### Quoted text
Holding: The Court held that the Griffin rule banning comment on a defendant’s silence does not require retroactive application to convictions final before April 28, 1965, so it refused broad reopening of those past cases.

Real World Impact:
  • Prevents mass reopening of final convictions in states that allowed comment on silence.
  • Leaves many older convictions intact despite Griffin’s new rule.
  • Sends the case back to the appeals court to review remaining federal claims.
Topics: right to remain silent, retroactivity of new rules, prosecutor comments, past criminal convictions

Summary

Background

A man was tried in an Ohio court for violating the Ohio Securities Act and did not testify. During closing argument the prosecutor commented on his silence. He was convicted, state appeals courts affirmed, and the Supreme Court denied review in 1963. After that denial he asked a federal court to review his conviction (a habeas corpus petition), which was dismissed, and the Sixth Circuit later reversed after the Court’s decisions in Malloy and Griffin.

### Directions
1: List every topic that the case summary names on its "Topics:" line.
2: Echo a passage from the case summary, beginning at the words "Holding: The Court" and stopping after "Griffin’s new rule.".
The lines further down have nothing to do with the case summary.

### Listed records
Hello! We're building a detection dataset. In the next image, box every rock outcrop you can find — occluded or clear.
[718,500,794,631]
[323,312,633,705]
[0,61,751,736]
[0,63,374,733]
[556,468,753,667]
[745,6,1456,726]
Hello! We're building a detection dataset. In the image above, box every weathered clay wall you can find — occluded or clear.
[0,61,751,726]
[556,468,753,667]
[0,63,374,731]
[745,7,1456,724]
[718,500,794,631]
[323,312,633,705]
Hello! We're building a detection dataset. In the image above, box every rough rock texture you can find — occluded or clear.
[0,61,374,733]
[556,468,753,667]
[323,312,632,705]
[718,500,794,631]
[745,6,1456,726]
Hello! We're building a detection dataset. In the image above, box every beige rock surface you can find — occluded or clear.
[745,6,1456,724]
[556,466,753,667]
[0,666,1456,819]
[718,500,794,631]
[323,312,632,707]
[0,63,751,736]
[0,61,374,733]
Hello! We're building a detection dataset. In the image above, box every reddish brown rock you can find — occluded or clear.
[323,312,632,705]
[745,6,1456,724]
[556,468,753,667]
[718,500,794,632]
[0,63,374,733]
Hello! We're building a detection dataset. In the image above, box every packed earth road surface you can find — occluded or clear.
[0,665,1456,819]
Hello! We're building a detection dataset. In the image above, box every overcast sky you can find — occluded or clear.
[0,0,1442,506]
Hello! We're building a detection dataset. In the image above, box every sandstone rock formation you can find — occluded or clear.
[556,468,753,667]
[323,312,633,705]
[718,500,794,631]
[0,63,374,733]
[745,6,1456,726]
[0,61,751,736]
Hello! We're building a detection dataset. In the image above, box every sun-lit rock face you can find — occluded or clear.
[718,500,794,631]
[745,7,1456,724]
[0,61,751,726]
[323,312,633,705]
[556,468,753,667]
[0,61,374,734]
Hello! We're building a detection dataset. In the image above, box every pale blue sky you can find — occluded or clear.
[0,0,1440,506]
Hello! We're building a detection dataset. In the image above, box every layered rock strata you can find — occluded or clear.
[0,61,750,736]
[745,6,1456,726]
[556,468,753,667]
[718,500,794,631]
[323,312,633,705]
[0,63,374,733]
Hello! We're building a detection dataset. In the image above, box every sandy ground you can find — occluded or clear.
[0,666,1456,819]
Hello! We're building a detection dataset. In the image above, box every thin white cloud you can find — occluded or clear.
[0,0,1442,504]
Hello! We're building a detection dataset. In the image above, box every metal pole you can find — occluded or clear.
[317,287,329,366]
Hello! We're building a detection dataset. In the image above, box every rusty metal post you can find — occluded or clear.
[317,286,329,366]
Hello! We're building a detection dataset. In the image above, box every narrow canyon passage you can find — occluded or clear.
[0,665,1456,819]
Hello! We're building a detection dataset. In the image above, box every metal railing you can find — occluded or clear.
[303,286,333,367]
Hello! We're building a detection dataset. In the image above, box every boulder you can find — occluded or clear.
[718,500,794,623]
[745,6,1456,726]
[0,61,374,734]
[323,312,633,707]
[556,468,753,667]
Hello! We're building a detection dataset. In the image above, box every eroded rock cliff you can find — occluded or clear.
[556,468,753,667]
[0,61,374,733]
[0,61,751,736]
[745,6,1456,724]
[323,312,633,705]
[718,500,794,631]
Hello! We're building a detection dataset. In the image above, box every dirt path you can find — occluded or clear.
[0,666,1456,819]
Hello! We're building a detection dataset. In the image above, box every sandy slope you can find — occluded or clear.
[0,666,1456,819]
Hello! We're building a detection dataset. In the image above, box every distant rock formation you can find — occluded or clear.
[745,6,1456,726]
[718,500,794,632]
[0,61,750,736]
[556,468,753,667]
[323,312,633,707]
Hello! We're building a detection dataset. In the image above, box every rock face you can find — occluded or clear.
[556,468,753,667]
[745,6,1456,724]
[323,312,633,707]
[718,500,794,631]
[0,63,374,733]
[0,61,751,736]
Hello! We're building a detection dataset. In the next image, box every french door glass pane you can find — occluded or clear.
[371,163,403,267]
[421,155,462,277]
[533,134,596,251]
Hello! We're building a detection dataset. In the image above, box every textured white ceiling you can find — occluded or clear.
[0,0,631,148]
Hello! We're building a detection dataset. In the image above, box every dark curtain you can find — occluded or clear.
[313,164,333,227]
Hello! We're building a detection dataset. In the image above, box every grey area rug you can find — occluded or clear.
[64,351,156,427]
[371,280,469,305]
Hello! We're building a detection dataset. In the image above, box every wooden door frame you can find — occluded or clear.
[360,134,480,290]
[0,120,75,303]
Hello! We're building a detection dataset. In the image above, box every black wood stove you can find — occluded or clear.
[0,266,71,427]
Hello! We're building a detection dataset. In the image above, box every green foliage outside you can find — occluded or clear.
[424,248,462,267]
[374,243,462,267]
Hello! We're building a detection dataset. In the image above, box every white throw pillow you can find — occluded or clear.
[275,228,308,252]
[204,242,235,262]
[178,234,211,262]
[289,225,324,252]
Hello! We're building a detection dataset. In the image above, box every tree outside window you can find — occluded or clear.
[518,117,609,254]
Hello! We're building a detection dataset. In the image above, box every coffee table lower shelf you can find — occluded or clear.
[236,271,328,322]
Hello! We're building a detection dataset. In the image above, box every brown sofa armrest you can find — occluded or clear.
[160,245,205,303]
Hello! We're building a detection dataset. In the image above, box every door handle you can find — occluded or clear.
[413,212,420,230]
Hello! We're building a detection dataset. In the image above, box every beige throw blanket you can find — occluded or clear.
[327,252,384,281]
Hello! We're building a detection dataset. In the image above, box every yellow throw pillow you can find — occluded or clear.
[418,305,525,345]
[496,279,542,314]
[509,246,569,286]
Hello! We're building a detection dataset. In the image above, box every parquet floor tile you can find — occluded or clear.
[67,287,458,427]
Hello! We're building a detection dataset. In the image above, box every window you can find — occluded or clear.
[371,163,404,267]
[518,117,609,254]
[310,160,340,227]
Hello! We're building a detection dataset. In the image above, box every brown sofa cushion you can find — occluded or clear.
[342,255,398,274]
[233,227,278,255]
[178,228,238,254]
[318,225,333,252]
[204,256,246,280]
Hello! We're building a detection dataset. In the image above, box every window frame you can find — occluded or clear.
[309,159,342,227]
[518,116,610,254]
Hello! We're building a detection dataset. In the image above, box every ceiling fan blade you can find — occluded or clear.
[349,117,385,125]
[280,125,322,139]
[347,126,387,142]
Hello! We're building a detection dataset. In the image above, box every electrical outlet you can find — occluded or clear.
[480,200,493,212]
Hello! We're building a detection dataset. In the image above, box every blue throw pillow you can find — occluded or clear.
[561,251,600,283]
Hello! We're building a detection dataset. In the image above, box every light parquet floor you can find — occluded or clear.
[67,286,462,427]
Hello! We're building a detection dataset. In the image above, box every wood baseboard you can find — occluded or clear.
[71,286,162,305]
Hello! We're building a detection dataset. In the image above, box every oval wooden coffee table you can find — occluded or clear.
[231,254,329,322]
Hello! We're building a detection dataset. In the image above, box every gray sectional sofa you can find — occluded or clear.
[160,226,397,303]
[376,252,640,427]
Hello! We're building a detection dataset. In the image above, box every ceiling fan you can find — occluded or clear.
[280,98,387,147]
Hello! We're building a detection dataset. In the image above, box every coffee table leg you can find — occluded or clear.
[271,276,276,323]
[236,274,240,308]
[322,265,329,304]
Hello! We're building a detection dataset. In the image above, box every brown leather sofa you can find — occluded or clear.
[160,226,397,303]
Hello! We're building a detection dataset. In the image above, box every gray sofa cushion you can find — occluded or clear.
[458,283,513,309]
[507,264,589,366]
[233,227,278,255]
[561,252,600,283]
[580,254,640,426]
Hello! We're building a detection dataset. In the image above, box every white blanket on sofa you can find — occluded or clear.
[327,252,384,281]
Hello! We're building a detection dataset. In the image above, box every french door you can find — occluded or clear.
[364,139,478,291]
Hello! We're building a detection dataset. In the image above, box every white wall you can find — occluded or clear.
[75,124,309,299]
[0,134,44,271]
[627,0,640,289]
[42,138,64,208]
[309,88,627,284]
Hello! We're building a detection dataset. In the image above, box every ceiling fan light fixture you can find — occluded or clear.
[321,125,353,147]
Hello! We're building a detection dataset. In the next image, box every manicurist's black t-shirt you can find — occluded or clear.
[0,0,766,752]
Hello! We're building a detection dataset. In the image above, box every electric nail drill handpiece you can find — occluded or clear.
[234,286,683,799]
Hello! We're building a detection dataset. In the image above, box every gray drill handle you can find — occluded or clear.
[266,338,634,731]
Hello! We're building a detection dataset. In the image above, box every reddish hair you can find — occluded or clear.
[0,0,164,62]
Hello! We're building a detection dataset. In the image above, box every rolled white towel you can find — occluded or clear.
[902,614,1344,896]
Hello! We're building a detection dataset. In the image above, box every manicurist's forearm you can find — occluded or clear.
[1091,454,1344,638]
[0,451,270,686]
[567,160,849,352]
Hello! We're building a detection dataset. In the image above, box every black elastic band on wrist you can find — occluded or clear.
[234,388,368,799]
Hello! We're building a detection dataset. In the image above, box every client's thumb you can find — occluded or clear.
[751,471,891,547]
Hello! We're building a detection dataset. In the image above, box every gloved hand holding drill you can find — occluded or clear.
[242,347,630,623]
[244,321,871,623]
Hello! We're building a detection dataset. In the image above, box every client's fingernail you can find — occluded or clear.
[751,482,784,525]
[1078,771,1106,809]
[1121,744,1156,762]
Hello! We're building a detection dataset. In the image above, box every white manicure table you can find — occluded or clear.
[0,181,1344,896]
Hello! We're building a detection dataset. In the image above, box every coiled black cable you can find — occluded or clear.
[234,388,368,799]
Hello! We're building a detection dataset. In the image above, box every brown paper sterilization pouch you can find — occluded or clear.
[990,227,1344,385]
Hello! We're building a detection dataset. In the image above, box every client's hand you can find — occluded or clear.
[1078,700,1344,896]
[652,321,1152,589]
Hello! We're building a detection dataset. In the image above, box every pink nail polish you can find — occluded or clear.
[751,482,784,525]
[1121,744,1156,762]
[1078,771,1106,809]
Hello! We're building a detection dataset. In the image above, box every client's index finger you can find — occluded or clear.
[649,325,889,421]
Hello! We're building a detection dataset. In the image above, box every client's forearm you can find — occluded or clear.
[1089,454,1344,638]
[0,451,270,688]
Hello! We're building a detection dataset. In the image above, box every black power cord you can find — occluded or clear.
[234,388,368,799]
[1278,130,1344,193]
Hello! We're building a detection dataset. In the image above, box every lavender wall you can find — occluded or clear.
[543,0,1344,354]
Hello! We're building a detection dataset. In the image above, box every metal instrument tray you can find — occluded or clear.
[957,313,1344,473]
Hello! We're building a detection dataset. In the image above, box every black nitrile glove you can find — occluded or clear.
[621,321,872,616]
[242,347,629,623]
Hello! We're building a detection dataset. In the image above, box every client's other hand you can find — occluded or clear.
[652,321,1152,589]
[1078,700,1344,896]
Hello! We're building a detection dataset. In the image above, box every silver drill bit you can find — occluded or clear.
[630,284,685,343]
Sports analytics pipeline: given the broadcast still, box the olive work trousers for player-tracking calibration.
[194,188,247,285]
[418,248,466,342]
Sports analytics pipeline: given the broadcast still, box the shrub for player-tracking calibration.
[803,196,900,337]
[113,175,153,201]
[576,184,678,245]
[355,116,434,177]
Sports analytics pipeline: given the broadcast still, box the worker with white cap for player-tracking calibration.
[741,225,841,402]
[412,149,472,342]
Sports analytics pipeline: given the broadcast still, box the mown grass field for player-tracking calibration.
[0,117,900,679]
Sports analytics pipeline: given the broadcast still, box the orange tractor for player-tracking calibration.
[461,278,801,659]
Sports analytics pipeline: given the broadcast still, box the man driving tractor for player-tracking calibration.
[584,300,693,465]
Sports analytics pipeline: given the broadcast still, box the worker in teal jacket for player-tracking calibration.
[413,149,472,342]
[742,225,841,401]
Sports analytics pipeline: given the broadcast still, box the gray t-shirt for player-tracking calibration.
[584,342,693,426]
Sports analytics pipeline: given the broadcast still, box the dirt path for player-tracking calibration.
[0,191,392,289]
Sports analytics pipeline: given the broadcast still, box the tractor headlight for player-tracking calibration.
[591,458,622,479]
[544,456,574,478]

### Task-by-task solutions
1: right to remain silent, retroactivity of new rules, prosecutor comments, past criminal convictions

2:
Holding: The Court held that the Griffin rule banning comment on a defendant’s silence does not require retroactive application to convictions final before April 28, 1965, so it refused broad reopening of those past cases.

Real World Impact:
  • Prevents mass reopening of final convictions in states that allowed comment on silence.
  • Leaves many older convictions intact despite Griffin’s new rule.